**Task description:** The listing below should be copied in full, word for word.

**Data:**

>>>

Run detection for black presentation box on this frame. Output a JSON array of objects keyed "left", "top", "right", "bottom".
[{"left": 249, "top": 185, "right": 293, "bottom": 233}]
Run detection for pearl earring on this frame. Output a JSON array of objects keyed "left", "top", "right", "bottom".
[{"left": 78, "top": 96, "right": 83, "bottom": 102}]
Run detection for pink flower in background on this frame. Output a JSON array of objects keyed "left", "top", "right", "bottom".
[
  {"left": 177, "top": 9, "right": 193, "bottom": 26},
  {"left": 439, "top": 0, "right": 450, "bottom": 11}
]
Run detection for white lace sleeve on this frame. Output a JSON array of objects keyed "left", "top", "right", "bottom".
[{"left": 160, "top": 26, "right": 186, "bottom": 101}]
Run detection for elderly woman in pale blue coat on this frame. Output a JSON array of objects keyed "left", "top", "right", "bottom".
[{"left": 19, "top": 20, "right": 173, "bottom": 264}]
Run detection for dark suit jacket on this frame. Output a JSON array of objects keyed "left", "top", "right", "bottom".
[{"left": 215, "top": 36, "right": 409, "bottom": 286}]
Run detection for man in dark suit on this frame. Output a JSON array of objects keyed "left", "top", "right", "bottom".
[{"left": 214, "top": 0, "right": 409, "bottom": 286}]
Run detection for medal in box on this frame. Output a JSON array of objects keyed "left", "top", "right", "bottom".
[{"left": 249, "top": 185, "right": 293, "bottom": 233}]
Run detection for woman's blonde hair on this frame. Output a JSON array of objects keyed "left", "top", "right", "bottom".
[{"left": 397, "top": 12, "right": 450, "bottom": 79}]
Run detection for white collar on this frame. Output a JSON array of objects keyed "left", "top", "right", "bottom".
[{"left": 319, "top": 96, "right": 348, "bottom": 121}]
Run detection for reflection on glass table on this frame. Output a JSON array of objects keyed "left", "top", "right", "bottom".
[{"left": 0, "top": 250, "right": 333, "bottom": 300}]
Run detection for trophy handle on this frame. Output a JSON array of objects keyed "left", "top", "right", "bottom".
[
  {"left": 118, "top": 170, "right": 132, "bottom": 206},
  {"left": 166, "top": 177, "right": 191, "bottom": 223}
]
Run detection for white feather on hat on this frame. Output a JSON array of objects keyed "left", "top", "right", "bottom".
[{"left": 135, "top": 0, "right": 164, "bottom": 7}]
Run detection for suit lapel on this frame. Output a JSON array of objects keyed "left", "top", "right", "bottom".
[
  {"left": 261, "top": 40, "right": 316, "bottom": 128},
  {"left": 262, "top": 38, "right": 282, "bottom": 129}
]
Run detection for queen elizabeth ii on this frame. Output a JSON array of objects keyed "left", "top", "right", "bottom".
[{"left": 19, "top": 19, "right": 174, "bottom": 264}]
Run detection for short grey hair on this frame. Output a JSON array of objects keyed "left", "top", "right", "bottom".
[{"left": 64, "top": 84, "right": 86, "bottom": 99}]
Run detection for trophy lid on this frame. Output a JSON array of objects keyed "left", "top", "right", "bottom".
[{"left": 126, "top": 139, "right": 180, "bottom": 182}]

<<<

**Solution to this exercise:**
Run detection for black presentation box on this frame. Output a JSON array of objects keyed "left", "top", "right", "bottom".
[{"left": 249, "top": 185, "right": 293, "bottom": 233}]
Run detection for pearl earring on this frame. Output a JSON array of objects keyed "left", "top", "right", "bottom".
[{"left": 78, "top": 96, "right": 83, "bottom": 102}]
Run detection for pink flower in background on this frame. Output a JSON array of objects keyed "left", "top", "right", "bottom".
[
  {"left": 177, "top": 9, "right": 193, "bottom": 26},
  {"left": 439, "top": 0, "right": 450, "bottom": 11}
]
Run detection for white lace sleeve on this frame. Output a JSON array of objects keyed "left", "top", "right", "bottom".
[{"left": 160, "top": 26, "right": 186, "bottom": 101}]
Run detection for elderly woman in pale blue coat on this frame. Output a JSON array of objects keyed "left", "top", "right", "bottom".
[{"left": 19, "top": 20, "right": 173, "bottom": 264}]
Run detection for dark suit jacket on this frame. Output a JSON array of objects keyed "left", "top", "right", "bottom".
[{"left": 215, "top": 36, "right": 409, "bottom": 286}]
Run detection for man in dark suit on this frame. Output a JSON array of objects keyed "left", "top", "right", "bottom".
[{"left": 214, "top": 0, "right": 409, "bottom": 286}]
Run detection for medal in box on this frame. Output a JSON array of objects keyed "left", "top", "right", "bottom".
[{"left": 249, "top": 185, "right": 293, "bottom": 233}]
Run detection for woman's blonde hair on this frame. Output a JSON array of objects keyed "left", "top", "right", "bottom".
[{"left": 397, "top": 12, "right": 450, "bottom": 79}]
Run detection for white collar on this frame. Output a JSON array of objects keyed "left", "top", "right", "bottom".
[{"left": 319, "top": 96, "right": 348, "bottom": 121}]
Run detection for reflection on glass table on this frame. Output a JSON array of objects keyed "left", "top", "right", "bottom".
[{"left": 0, "top": 250, "right": 333, "bottom": 300}]
Run detection for trophy handle on this frame. Output a JSON array of objects keyed "left", "top", "right", "bottom".
[
  {"left": 118, "top": 170, "right": 132, "bottom": 206},
  {"left": 166, "top": 177, "right": 191, "bottom": 223}
]
Run detection for white feather on hat on this frame. Output a JSON array of objects keyed "left", "top", "right", "bottom".
[{"left": 135, "top": 0, "right": 164, "bottom": 7}]
Run detection for suit lapel on this frame. Output a JSON array of objects keyed "left", "top", "right", "bottom".
[
  {"left": 261, "top": 40, "right": 316, "bottom": 128},
  {"left": 262, "top": 38, "right": 282, "bottom": 129}
]
Run detection for queen elizabeth ii on this frame. Output a JSON array of objects keyed "left", "top", "right", "bottom".
[{"left": 19, "top": 19, "right": 174, "bottom": 264}]
Run detection for short grey hair on this frame. Output a JSON array of objects keyed "left", "top", "right", "bottom".
[{"left": 64, "top": 84, "right": 86, "bottom": 99}]
Run detection for trophy lid on this frame. Output a JSON array of objects keyed "left", "top", "right", "bottom".
[{"left": 126, "top": 139, "right": 180, "bottom": 182}]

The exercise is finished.